Records from a dataset
--- Start ---

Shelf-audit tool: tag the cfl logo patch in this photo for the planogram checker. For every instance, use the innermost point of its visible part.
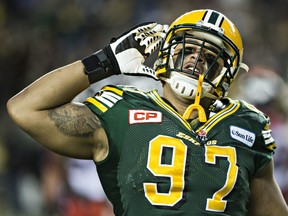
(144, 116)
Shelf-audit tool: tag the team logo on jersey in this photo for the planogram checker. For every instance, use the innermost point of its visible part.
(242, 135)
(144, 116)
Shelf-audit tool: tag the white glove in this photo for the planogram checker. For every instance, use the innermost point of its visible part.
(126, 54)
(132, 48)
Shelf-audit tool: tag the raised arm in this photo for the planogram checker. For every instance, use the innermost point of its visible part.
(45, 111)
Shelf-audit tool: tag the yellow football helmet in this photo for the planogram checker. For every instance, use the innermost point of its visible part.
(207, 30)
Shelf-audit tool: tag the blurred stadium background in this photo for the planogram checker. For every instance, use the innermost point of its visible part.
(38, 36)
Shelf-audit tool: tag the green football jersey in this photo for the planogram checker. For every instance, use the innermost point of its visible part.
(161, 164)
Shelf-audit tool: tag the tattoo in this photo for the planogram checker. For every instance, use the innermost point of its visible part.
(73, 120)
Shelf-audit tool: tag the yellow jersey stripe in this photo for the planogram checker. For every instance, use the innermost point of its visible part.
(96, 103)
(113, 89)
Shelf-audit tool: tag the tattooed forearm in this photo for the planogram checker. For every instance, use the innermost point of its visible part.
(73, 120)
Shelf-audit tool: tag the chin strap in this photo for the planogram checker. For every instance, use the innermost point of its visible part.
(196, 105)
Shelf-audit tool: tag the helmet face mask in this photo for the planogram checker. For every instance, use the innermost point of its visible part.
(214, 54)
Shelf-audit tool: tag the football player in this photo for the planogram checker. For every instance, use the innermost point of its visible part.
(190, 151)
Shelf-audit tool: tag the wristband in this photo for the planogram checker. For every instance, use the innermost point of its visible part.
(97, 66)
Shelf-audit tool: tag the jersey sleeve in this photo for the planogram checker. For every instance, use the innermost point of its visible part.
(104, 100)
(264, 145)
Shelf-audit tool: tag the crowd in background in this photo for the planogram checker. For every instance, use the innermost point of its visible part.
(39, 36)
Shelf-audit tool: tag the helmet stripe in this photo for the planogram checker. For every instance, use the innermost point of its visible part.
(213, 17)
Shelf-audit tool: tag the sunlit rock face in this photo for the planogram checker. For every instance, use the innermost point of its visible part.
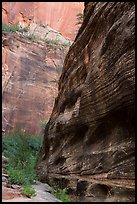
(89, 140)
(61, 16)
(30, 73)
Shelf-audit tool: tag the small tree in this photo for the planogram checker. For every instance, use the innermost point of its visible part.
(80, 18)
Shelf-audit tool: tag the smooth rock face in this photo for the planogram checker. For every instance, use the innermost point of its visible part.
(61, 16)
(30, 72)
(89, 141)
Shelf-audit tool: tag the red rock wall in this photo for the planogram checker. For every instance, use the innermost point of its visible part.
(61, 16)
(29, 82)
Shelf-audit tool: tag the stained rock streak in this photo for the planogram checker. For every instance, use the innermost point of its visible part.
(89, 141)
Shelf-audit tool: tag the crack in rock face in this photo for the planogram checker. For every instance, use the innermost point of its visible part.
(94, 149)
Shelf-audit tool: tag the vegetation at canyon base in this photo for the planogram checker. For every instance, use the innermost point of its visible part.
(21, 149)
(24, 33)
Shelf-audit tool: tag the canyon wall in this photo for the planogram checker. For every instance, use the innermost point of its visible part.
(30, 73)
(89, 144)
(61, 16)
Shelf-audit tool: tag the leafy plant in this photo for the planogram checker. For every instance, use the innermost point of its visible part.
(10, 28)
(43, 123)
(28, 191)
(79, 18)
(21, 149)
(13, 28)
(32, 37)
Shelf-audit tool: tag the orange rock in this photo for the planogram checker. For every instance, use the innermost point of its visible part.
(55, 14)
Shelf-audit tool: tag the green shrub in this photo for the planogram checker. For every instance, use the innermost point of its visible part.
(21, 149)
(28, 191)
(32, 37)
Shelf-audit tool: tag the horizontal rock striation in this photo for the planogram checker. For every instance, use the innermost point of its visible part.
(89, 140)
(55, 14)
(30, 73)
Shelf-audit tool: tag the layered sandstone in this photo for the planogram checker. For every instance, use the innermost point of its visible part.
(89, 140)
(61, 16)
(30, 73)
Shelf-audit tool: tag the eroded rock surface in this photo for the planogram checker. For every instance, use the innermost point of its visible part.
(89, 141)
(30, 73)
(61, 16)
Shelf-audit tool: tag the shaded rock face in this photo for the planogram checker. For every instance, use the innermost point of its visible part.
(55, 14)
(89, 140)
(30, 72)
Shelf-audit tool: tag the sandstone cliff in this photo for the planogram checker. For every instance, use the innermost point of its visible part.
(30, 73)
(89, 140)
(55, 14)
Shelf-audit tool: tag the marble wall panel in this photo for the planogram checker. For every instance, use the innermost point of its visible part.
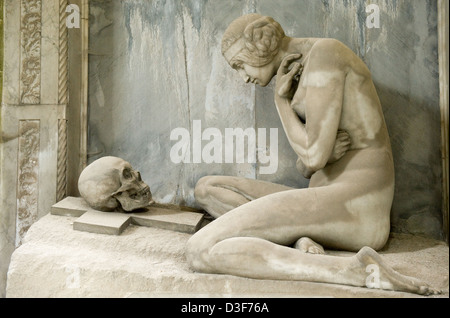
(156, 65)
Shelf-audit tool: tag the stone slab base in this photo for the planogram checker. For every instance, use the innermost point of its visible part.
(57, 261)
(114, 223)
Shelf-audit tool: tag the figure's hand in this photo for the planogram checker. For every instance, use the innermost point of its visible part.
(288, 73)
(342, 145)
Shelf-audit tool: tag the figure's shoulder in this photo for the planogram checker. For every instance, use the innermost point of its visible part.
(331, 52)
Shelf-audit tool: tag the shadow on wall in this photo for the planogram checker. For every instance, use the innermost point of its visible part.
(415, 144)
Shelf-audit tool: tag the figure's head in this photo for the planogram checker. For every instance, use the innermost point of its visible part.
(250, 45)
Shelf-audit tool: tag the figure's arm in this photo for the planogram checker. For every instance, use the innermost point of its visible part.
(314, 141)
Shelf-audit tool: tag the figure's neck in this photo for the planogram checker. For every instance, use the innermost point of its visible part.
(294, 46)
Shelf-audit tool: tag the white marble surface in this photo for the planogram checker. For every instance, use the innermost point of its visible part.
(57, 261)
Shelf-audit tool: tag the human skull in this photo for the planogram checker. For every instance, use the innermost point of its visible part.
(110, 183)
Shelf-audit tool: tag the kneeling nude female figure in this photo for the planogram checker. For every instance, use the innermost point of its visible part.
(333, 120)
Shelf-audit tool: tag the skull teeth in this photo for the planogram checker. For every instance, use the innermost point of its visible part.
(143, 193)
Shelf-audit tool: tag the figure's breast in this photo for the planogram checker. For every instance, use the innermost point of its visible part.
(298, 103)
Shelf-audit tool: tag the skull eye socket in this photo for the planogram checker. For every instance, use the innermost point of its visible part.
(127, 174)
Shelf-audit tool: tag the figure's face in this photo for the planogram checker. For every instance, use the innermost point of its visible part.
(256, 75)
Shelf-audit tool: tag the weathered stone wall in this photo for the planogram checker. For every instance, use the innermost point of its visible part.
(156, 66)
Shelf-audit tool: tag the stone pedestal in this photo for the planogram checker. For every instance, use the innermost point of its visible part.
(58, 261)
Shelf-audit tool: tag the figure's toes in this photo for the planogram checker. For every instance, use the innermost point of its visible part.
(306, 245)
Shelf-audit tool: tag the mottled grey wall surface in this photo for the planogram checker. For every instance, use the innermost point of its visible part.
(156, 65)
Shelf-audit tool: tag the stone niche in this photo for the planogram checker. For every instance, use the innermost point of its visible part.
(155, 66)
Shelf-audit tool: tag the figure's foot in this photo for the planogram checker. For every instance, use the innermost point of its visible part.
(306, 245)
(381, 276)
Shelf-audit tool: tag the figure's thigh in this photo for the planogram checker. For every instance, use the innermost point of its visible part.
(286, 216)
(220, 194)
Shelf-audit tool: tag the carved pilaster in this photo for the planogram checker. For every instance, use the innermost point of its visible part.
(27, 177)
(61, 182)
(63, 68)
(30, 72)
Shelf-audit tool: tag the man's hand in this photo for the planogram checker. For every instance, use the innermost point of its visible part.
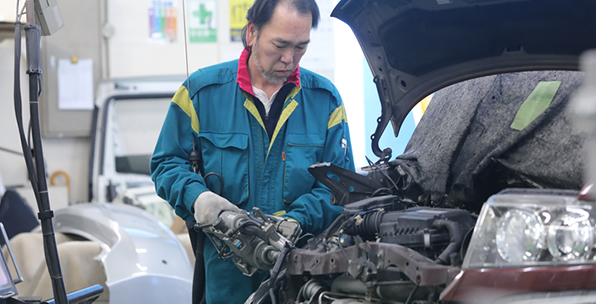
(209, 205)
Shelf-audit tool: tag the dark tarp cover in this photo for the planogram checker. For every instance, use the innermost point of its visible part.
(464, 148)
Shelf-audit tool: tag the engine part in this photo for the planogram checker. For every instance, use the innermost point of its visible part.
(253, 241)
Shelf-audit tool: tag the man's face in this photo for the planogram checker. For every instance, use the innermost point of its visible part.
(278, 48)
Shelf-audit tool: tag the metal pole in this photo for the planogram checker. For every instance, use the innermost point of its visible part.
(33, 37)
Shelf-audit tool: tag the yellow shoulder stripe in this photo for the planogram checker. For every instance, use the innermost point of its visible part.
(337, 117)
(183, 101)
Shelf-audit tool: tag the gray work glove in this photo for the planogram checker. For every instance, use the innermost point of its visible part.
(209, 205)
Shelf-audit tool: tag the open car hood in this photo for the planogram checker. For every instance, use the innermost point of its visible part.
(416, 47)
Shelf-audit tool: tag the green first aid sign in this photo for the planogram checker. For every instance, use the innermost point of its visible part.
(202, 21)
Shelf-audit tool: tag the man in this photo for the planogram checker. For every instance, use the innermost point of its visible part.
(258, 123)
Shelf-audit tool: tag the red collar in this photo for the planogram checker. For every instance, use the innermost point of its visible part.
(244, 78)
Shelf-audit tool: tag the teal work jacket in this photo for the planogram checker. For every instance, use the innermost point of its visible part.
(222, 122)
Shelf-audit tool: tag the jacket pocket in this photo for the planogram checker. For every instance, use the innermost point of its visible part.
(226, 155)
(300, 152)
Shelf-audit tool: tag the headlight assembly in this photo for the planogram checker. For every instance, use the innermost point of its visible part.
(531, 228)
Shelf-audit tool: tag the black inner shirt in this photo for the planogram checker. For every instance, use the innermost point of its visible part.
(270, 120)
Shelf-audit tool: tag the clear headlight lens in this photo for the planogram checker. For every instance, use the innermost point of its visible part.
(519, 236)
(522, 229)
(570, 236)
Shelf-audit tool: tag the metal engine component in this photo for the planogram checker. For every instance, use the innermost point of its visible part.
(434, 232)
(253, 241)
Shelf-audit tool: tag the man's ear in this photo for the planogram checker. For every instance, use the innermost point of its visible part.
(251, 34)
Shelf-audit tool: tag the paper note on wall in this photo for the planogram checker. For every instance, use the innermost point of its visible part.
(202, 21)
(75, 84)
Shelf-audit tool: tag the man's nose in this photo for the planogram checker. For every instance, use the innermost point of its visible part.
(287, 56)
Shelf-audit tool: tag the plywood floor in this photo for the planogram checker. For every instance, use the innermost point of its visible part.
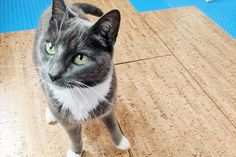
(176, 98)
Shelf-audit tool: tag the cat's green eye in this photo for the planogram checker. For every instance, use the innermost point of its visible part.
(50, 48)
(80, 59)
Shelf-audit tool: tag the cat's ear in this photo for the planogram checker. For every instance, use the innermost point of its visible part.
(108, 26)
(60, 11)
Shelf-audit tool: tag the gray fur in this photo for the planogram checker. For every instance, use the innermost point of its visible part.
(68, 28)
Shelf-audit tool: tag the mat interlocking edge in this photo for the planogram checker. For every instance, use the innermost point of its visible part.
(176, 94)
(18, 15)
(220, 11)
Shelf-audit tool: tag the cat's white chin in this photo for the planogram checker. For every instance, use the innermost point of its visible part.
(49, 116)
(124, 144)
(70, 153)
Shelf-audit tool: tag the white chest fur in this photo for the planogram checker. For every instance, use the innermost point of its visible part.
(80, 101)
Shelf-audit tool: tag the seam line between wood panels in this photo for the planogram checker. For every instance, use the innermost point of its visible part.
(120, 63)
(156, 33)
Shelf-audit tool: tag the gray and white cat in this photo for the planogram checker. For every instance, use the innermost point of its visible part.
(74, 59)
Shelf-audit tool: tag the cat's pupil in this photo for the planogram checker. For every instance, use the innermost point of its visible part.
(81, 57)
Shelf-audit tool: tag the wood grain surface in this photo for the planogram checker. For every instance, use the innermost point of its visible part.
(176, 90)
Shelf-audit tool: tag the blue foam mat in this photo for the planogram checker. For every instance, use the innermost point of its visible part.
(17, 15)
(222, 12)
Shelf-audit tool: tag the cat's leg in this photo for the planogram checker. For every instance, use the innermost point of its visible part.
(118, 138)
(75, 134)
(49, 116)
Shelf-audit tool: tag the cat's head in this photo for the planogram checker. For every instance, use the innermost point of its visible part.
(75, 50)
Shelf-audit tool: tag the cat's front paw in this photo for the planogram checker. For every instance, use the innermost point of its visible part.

--- End ---

**Objective:**
Write out exactly the lines from the line holding "Shelf-audit tool: tag the cat's ear" through the last line of the data, and nothing besides those lines.

**Problem solution:**
Shelf-audit tool: tag the cat's ear in this photo for the planogram checker. For every instance, use the innermost point of its visible part.
(108, 26)
(60, 11)
Shelf-audit tool: tag the gray fur in this photo for the planogram checker. For every instance, use the innermost point of its visible part.
(68, 28)
Shelf-audit tool: tag the mat interlocking edge in this photo for the planogram checker. For every instance, use the innermost point of its visible part.
(176, 94)
(18, 15)
(220, 11)
Shelf-audit tool: tag the cat's white chin in this photo for the planogram checker. For every instance, use the innermost point of its visible part.
(49, 116)
(124, 144)
(70, 153)
Shelf-audit tool: tag the white chest fur in this photo for the planogram checker. For every instance, use the innermost point of its visible part.
(80, 101)
Shelf-audit tool: tag the seam line between wood panels in this photo for the planogram checker. For every instance, use the innermost point of its visible part.
(120, 63)
(156, 33)
Shelf-audit tool: tag the gray and white cat in this photo for the planogram checker. For every instance, use the innermost point of its visible part.
(74, 59)
Shelf-audit tool: tag the cat's pupil in this photo for the planogram checker. For every instance, use the innermost point of its visible part.
(81, 57)
Shelf-audit tool: tag the wood grain surface in this photo for the planogram checker. For every instance, use the innermost point of its visible part.
(176, 90)
Shelf-audit tool: tag the blue foam mat in this photo for the planogram checker. For every instance, use the innermost point of its visible part.
(17, 15)
(222, 12)
Shelf-audit tool: tag the cat's leg in this photo for the planogram checker. For every instance, use the innermost point of its visible part.
(118, 138)
(75, 134)
(49, 116)
Shelf-audit tool: tag the cat's head in this photo for the planogram checker. For every instance, use the innermost point of its visible part.
(75, 50)
Shelf-audit tool: tag the cat's front paw in this photo for the planogram checker. For every instance, use the innermost point of its visible part.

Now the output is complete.